## Stated goal:
Format the lines of the records below as one numbered list, leaving out any blank lines.
--- Start of Excerpted data ---
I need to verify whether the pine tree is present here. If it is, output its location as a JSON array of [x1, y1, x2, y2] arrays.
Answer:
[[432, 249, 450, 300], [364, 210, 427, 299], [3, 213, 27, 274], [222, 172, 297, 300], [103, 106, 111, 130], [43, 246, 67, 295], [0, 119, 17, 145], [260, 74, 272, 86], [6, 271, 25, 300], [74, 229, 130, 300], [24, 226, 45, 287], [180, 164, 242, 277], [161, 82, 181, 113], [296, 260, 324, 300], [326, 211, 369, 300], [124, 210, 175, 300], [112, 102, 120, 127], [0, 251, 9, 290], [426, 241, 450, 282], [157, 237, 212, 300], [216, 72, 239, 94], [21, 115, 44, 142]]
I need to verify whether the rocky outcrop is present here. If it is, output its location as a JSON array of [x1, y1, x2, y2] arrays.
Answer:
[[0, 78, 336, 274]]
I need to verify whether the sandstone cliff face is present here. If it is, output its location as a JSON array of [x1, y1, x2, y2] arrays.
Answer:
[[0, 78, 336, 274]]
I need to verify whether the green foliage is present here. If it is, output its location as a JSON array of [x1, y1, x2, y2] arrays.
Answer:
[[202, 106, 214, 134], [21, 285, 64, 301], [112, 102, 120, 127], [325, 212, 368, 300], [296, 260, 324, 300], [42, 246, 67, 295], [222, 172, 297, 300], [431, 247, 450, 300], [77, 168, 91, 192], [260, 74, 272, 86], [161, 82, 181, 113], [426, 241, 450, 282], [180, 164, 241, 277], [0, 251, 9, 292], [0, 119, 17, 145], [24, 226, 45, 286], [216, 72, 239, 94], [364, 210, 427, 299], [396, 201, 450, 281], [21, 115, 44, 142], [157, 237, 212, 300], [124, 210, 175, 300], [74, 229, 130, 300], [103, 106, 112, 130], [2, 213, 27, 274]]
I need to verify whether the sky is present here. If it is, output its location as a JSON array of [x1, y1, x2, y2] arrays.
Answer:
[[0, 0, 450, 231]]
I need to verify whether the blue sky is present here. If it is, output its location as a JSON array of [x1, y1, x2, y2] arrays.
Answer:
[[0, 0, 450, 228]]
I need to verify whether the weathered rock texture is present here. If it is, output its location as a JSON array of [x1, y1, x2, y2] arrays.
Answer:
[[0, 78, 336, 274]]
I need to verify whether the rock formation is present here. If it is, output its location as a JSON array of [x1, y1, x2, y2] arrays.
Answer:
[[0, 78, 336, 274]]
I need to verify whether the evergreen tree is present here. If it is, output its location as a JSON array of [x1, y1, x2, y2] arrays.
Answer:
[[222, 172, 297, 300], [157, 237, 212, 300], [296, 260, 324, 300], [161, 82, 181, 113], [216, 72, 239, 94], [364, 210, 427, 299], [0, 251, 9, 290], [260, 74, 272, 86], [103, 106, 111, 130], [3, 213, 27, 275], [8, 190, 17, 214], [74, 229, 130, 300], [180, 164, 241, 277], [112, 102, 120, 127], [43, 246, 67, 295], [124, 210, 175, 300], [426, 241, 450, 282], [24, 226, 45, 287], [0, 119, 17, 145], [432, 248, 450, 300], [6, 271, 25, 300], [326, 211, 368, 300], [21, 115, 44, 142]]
--- End of Excerpted data ---
## Response:
1. I need to verify whether the pine tree is present here. If it is, output its location as a JSON array of [x1, y1, x2, y2] arrays.
2. Answer:
3. [[432, 249, 450, 300], [364, 210, 427, 299], [3, 213, 27, 274], [222, 172, 297, 300], [103, 106, 111, 130], [43, 246, 67, 295], [0, 119, 17, 145], [260, 74, 272, 86], [6, 271, 25, 300], [74, 229, 130, 300], [24, 226, 45, 287], [180, 164, 242, 277], [161, 82, 181, 113], [296, 260, 324, 300], [326, 211, 369, 300], [124, 210, 175, 300], [112, 102, 120, 127], [0, 251, 9, 290], [426, 241, 450, 282], [157, 237, 212, 300], [216, 72, 239, 94], [21, 115, 44, 142]]
4. I need to verify whether the rocky outcrop is present here. If it is, output its location as a JSON array of [x1, y1, x2, y2] arrays.
5. Answer:
6. [[0, 78, 336, 274]]
7. I need to verify whether the sandstone cliff face is present here. If it is, output its location as a JSON array of [x1, y1, x2, y2] arrays.
8. Answer:
9. [[0, 78, 336, 274]]
10. I need to verify whether the green foliage is present here. If it is, output its location as a JSON array of [x1, y1, x2, y2] arrays.
11. Answer:
12. [[202, 106, 214, 134], [21, 285, 64, 301], [112, 102, 120, 127], [325, 212, 368, 300], [296, 260, 324, 300], [42, 246, 67, 295], [222, 172, 297, 300], [431, 247, 450, 300], [77, 168, 91, 192], [260, 74, 272, 86], [161, 82, 181, 113], [426, 241, 450, 282], [180, 164, 241, 277], [0, 251, 9, 292], [0, 119, 17, 145], [24, 226, 45, 286], [216, 72, 239, 94], [364, 210, 427, 299], [396, 201, 450, 281], [21, 115, 44, 142], [157, 237, 212, 300], [124, 210, 175, 300], [74, 229, 130, 300], [103, 106, 112, 130], [2, 213, 27, 274]]
13. I need to verify whether the sky is present here. If it is, output its location as a JSON array of [x1, y1, x2, y2] arrays.
14. Answer:
15. [[0, 0, 450, 231]]
16. I need to verify whether the blue sky is present here. If it is, output its location as a JSON array of [x1, y1, x2, y2] arrays.
17. Answer:
18. [[0, 0, 450, 228]]
19. I need to verify whether the weathered rock texture is present here. If it is, output its location as a JSON array of [x1, y1, x2, y2] arrays.
20. Answer:
21. [[0, 78, 336, 274]]
22. I need to verify whether the rock formation is present here. If it is, output its location as a JSON array of [x1, y1, x2, y2] arrays.
23. Answer:
24. [[0, 78, 336, 274]]
25. I need to verify whether the evergreen tree is present here. If it is, output its location as a JSON array of [x1, y1, x2, y2] arrays.
26. Answer:
27. [[222, 172, 297, 300], [157, 237, 212, 300], [296, 260, 324, 300], [161, 82, 181, 113], [216, 72, 239, 94], [364, 210, 427, 299], [0, 251, 9, 290], [260, 74, 272, 86], [103, 106, 111, 130], [3, 213, 27, 275], [8, 190, 17, 214], [74, 229, 130, 300], [180, 164, 241, 277], [112, 102, 120, 127], [43, 246, 67, 295], [124, 210, 175, 300], [426, 241, 450, 282], [24, 226, 45, 287], [0, 119, 17, 145], [432, 248, 450, 300], [6, 271, 25, 300], [326, 211, 368, 300], [21, 115, 44, 142]]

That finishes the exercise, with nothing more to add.